#### Artikel
Artikel drucken (Christof Gaspari)

Überbevölkerung: Schwerpunktthema von Vision 5/89. Einer unserer Leser hat sich die Mühe gemacht, sich ausführlich und kritisch mit unseren Aussagen auseinanderzusetzen. Im folgenden Auszüge aus der Kritik und eine StelIungnahme zu ihr.

Kritik: Was ist der Grund für den Rückgang der Zuwachsraten im Bevölkerungwachstum? Wäre es möglich, daß er in den Maßnahmen der Dritten Welt zu suchen ist, die in dem Artikel als nicht notwendig angesehen werden? Was wäre, wenn diese Maßnahmen unterblieben wären? Vielleicht könnte man dann nicht so beruhigend argumentieren!

VISION 2000: Sicher hat die Politik der gezielten Geburtenbeschränkung die Entwicklung beeinflußt. Die Frage: Was wäre gewesen, wenn..? ist jedoch in der Geschichte nicht zu beantworten. Hingewiesen sei aber auf die Parallelität des derzeit in der Dritten Welt stattfindenden Fruchtbarkeitsrückgangs mit dem in Westeuropa zu Beginn des 20. Jahrhunderts, als es weder Pille, Spirale oder legalisierte Abtreibung gab. Für die damalige Entwicklung werden überwiegend veränderte Lebensumstände verantwortlich gemacht: Kinder waren nicht mehr wirtschaftliche Investitionen.

Kritik: Seit wann ist der Rückgang einer Zuwachsrate etwas Beruhigendes?

VISION 2000: Zuwachs bleibt Zuwachs. Das stimmt. Abnehmendes Wachstum ist dennoch bemerkenswert - als Vorläufer für eine Stabilisierung. Wir wollten zeigen, daß kein Grund zu Alarmstimmung in Sachen “Bevölkerungsexplosion” vorliegt.

Kritik: Natürlich ist der Hunger in der Welt ein Verteilungsproblem (derzeit) und natürlich könnten die Länder der 3. Welt mehr Nahrungsmittel erzeugen. Doch was ist der Preis dafür? Durch Düngemittel, Pestizide und Insektizide bis knapp vor dem Kollaps (in den Industrieländern) ausgebeutete Böden. Soll diesen Unsinn die 3. Welt nachmachen?

VISION 2000: Mit wenigen Ausnahmen wären die Länder der 3. Welt imstande, sich selbst zu ernähren. Dort, wo Hunger herrscht, sind meist ungerechte Verteilung, Kriege und diktatorische Systeme schuld. Als weiterer Faktor kommt die Ausrichtung der Landwirtschaft auf Exporte in die Industrieländer zum Tragen. Diese Produktion ist meist auch besonders umweltschädlich: In Monokulturen wird Agrarindustrie betrieben. Ein geeigneter Ausweg ist die stärkere Berücksichtigung der örtlichen Bedürfnisse, die Abkehr von der Produktion für den Weltmarkt, die Entwicklung angepaßter Technologien, lokaler Traditionen und Pflanzen. Agro-Industrie weltweit ist nicht der einzige Weg zur Emährung einer immer weniger stark steigenden Weltbevölkerung.

#### Gezeigtes Material
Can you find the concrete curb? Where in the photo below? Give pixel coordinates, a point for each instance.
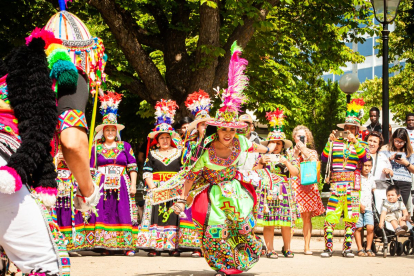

#### Ziel der Aufgabe
Prüfen Sie, ob die Aussagen (a) bis (c) mit dem Artikel zur Überbevölkerung übereinstimmen, und belegen Sie jedes Ja oder Nein mit den entscheidenden Worten des Artikels als wörtliches Zitat. (a) Zu Beginn des 20. Jahrhunderts gab es in Westeuropa laut VISION 2000 weder Pille noch Spirale noch legalisierte Abtreibung. (b) VISION 2000 bestreitet, dass die Politik der gezielten Geburtenbeschränkung die Entwicklung beeinflusst hat. (c) Nach Ansicht von VISION 2000 sind die meisten Länder der 3. Welt nicht in der Lage, sich selbst zu ernähren.

#### Die Antwort
(a) Ja: „als es weder Pille, Spirale oder legalisierte Abtreibung gab“
(b) Nein: „Sicher hat die Politik der gezielten Geburtenbeschränkung die Entwicklung beeinflußt.“
(c) Nein: „Mit wenigen Ausnahmen wären die Länder der 3. Welt imstande, sich selbst zu ernähren.“